Task goal.
In how many lines of the records below does the string "covered" appear, counting only matches with the same case? Reply with the number alone.

Exercise inputs.
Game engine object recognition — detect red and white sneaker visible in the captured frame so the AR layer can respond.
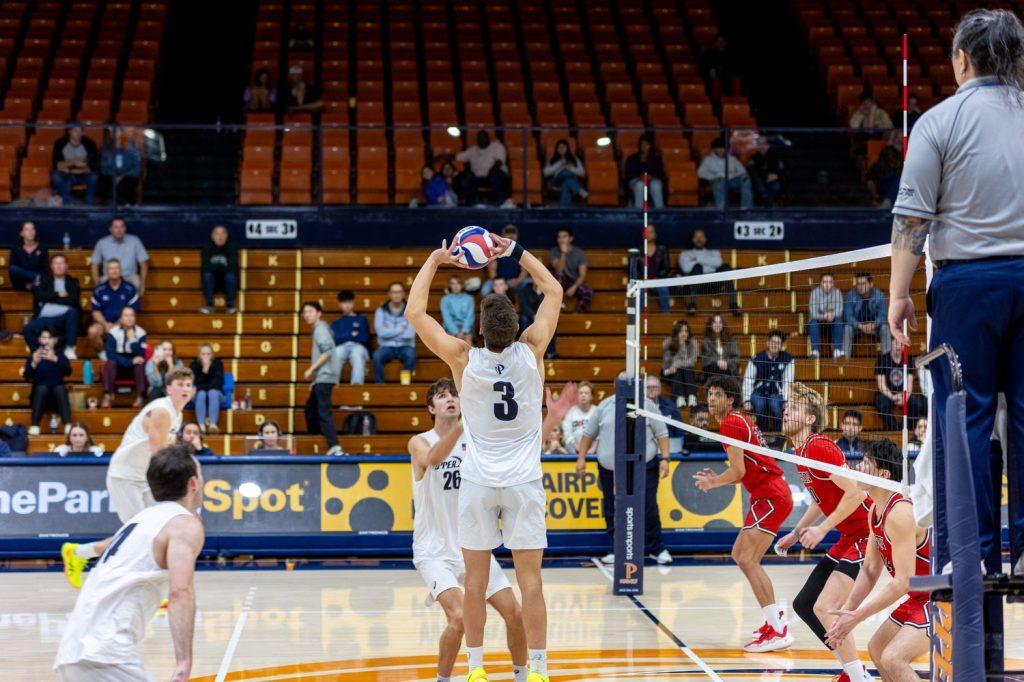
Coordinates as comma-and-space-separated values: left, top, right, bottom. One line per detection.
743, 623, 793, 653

==

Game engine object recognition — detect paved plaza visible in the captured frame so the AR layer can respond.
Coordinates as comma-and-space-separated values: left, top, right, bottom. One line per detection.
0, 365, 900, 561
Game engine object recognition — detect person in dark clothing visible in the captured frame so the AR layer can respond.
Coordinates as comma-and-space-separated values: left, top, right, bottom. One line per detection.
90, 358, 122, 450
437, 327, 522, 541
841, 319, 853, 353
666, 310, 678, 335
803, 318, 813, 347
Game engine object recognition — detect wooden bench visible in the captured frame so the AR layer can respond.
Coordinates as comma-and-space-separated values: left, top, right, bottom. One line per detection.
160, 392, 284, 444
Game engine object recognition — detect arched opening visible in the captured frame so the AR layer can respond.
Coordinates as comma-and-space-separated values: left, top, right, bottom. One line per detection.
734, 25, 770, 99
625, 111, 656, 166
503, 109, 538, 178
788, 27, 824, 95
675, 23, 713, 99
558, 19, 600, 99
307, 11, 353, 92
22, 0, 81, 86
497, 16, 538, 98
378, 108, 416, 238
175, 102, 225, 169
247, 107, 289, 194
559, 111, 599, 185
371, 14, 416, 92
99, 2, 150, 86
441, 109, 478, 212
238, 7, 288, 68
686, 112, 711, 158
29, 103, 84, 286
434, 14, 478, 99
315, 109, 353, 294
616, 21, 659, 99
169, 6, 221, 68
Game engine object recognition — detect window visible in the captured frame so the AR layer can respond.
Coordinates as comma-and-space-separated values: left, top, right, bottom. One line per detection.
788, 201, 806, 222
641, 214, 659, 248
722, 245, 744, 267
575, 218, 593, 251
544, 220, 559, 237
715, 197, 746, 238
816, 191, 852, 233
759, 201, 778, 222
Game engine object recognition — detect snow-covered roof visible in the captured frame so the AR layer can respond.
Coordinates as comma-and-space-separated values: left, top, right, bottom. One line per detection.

Complete answer.
1